**Selected passage:**
Big Think - Why sex, food, and shelter aren’t enough for Homo Sapiens | Agustín Fuentes
Human infants really can’t do very much for themselves. A baby giraffe is born and you know, in a couple hours, it’s off, it’s running. Human infants-nothing. They’re just laying there. Why are human infants like this? One of the critical reasons, evolutionarily speaking, is because it takes so long for the human brain to develop. So it turns out, that unlike almost all other mammals, our brain, when we’re born, it’s only about 40% of its adult size. So, the human brain develops in the world outside the womb. This really long childhood means that our brains are always social, always in this dynamic with other humans, with other animals, and the environment. And in fact, that environment becomes part of who we are. (So much so that our health - both mental and physical - is dependent on our community, like described in Outliers - extended families, better health outcomes)

**Explore the material:**
A: List everything that the passage on human infancy says our brains are always in a dynamic with.
B: According to the passage on human infancy, about what fraction of its adult size is the human brain at birth?
C: Extend the passage on human infancy and brain development by writing what comes next after its final sentence.

[Recorded data]
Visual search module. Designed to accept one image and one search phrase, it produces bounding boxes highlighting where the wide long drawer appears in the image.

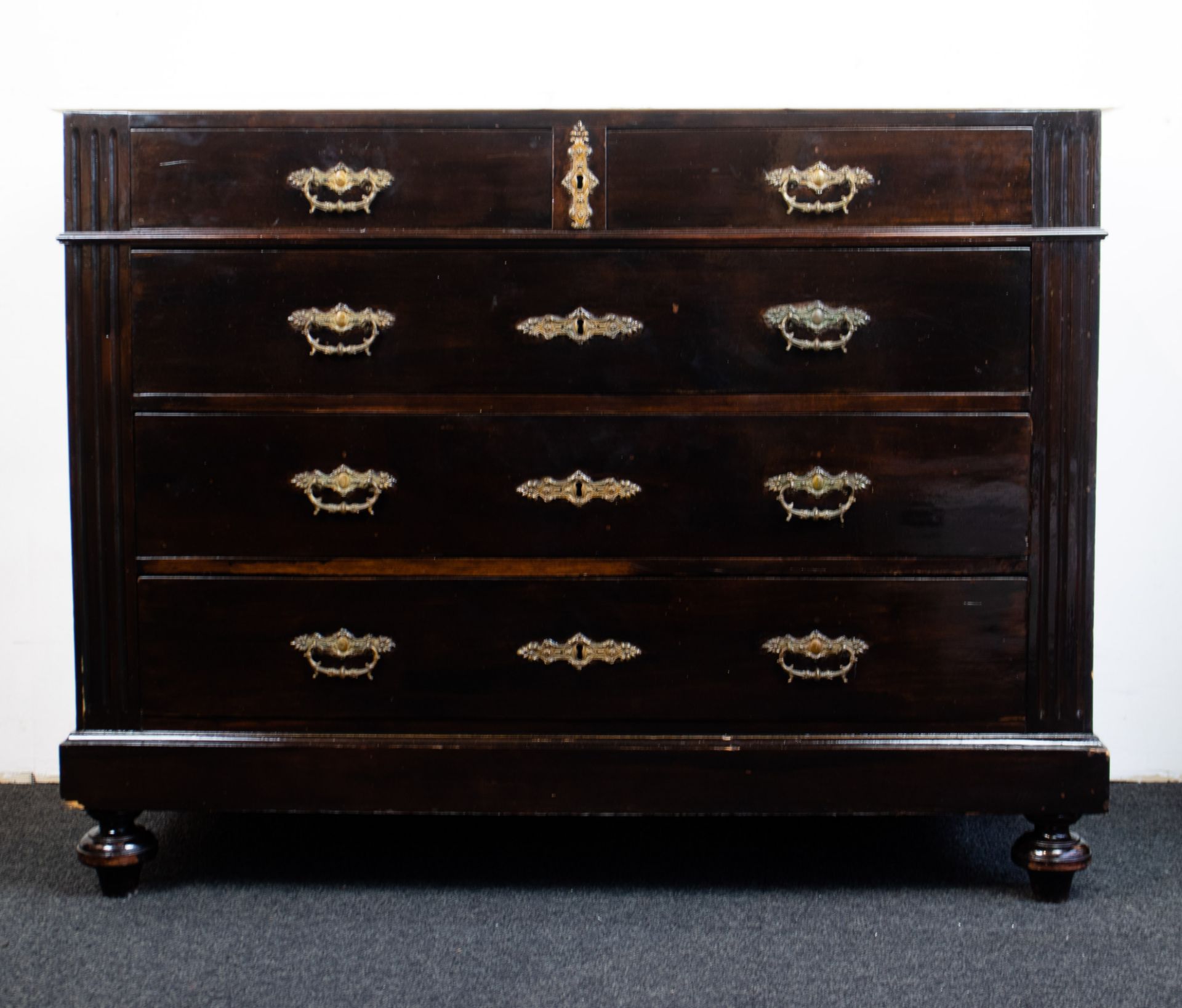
[608,126,1033,228]
[140,578,1026,730]
[132,248,1031,395]
[135,414,1031,557]
[131,127,552,229]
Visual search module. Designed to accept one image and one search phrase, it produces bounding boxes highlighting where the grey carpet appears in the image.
[0,784,1182,1008]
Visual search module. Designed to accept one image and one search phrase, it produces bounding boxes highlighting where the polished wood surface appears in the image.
[131,249,1031,396]
[62,110,1108,898]
[140,578,1026,734]
[135,413,1031,557]
[131,129,551,228]
[608,127,1032,229]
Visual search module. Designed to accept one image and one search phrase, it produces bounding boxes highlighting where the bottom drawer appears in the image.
[140,578,1026,733]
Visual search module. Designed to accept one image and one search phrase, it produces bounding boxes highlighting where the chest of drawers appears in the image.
[62,111,1108,898]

**Outputs by task:**
A: Other humans, other animals, and the environment.

B: About 40% of its adult size.

C:
So the brain isn’t complete right out of the oven, which means it will develop and evolve with its environment. It also means that it is dependent on others as it needs someone to learn from. That allows us to do some stuff that I think is not seen in other animals- and one of those is this incredible human capacity for belief. That is, this ability for humans to take our experiences, our imaginations, and put them together into ideas, or ideologies, or perceptions- and commit to them. Commit to a perception or idea or a person or a thing so fully, that it becomes our reality. If I pulled out a $20 bill, most people in the world would be like, “I know what that that is. I know what that means.” It means something, ‘cause we all believe it means something. This is a piece of paper! And yet, all of us have this capacity to invest so fully to make it a fact; real in the world.
Our hormones, our neurons, our muscles, the enzymes in our microbiome in our guts actually respond to the way in which we believe the world is and how that affects us.